Turn the lines below into a numbered list, starting at the line that contains "table. Return only the coordinates." and running through the final line, both included. Leave out any blank lines.

## Data provided
** START **
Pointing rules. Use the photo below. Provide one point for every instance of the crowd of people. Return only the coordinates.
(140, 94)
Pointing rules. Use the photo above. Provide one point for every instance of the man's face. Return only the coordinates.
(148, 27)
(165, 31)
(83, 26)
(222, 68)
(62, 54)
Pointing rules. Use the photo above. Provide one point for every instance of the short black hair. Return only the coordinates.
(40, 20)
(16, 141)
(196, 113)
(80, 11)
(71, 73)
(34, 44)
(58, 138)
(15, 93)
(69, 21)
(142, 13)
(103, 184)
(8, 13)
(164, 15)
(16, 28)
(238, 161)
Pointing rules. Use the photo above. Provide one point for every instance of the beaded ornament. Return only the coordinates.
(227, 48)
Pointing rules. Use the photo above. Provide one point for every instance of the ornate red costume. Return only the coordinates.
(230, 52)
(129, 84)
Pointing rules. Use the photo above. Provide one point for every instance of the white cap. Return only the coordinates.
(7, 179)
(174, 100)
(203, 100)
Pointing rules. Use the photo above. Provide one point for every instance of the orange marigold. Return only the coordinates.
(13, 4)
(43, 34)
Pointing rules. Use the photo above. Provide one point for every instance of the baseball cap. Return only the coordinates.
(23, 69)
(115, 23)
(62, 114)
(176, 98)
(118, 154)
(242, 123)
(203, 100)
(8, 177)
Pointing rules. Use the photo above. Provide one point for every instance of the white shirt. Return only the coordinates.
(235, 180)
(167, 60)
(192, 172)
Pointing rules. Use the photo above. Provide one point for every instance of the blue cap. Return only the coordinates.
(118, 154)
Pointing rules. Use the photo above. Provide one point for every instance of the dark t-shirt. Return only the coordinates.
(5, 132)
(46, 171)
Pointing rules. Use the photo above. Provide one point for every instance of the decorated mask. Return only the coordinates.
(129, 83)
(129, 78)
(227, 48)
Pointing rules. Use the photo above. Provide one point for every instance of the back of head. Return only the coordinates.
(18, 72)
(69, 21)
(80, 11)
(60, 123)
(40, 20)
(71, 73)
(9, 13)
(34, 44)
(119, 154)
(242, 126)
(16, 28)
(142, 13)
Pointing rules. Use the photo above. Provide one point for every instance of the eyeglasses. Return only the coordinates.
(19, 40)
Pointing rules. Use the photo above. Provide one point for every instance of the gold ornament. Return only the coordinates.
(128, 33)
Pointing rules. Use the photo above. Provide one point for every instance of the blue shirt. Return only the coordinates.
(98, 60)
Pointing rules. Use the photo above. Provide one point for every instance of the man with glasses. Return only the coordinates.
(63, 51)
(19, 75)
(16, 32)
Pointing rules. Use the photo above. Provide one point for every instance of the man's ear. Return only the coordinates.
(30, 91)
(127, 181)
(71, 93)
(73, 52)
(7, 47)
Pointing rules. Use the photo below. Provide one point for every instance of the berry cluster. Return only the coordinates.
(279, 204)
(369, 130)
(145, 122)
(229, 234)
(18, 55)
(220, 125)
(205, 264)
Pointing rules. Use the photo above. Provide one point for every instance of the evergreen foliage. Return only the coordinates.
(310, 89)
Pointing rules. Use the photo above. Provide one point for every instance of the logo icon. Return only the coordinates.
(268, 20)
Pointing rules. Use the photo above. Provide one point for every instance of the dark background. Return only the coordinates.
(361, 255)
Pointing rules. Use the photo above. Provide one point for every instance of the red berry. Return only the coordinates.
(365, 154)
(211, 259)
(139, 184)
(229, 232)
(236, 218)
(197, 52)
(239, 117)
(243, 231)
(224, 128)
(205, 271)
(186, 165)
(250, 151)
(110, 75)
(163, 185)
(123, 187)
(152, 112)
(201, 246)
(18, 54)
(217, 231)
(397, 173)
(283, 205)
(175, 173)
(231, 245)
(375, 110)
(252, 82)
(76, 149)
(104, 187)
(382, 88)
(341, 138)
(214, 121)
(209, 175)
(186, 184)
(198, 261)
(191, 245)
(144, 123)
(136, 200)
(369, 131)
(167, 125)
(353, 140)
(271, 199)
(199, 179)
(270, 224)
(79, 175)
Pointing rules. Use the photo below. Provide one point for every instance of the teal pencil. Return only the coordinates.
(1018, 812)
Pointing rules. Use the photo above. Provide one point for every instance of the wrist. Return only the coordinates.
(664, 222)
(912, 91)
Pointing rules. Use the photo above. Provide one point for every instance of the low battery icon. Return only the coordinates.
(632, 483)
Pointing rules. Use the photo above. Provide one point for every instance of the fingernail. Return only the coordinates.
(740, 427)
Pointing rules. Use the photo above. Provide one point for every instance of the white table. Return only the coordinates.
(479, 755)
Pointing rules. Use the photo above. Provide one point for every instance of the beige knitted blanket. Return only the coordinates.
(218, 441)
** END **
## Task result
1. Pointing rules. Use the photo above. Provide one point for every instance of the white table. Return only the coordinates.
2. (479, 755)
3. Pointing rules. Use the photo above. Provide one point for every instance of the beige knitted blanket. Return only the coordinates.
4. (218, 441)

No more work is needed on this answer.